Rewrite the records below, starting with the line that contains "Could you please pick out the bride's hand" and going on through the end of the records, keeping every line. Multiply each coordinate by 1.7 and round to a whole number, with halves rounded up.
··· Material to process
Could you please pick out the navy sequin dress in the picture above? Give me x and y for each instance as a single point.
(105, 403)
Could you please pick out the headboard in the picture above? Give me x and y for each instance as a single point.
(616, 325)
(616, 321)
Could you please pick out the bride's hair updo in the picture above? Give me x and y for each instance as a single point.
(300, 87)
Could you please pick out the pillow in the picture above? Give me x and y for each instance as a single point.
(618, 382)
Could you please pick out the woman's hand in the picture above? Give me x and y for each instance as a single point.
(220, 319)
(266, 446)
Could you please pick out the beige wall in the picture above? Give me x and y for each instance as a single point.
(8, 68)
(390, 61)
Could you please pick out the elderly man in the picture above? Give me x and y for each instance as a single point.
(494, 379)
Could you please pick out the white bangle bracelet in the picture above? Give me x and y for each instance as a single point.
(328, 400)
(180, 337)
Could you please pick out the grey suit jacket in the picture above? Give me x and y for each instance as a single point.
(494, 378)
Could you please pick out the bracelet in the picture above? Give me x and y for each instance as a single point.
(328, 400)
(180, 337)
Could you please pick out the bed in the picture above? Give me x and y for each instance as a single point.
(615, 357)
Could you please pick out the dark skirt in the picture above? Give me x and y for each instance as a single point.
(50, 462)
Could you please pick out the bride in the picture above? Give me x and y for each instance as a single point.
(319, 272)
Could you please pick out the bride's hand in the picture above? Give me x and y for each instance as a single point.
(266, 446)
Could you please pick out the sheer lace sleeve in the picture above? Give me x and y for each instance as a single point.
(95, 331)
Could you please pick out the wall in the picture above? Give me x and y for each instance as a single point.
······
Reply
Could you please pick out the bride's hand in the picture above? Give me x and y for each instance as a single point.
(452, 758)
Could you please pick out the sheer lace sleeve in the picture above? Give me x and y for each instance as a single point.
(162, 563)
Could you please pick out the wall in the picture above? Give me x and y for each instance as a single point.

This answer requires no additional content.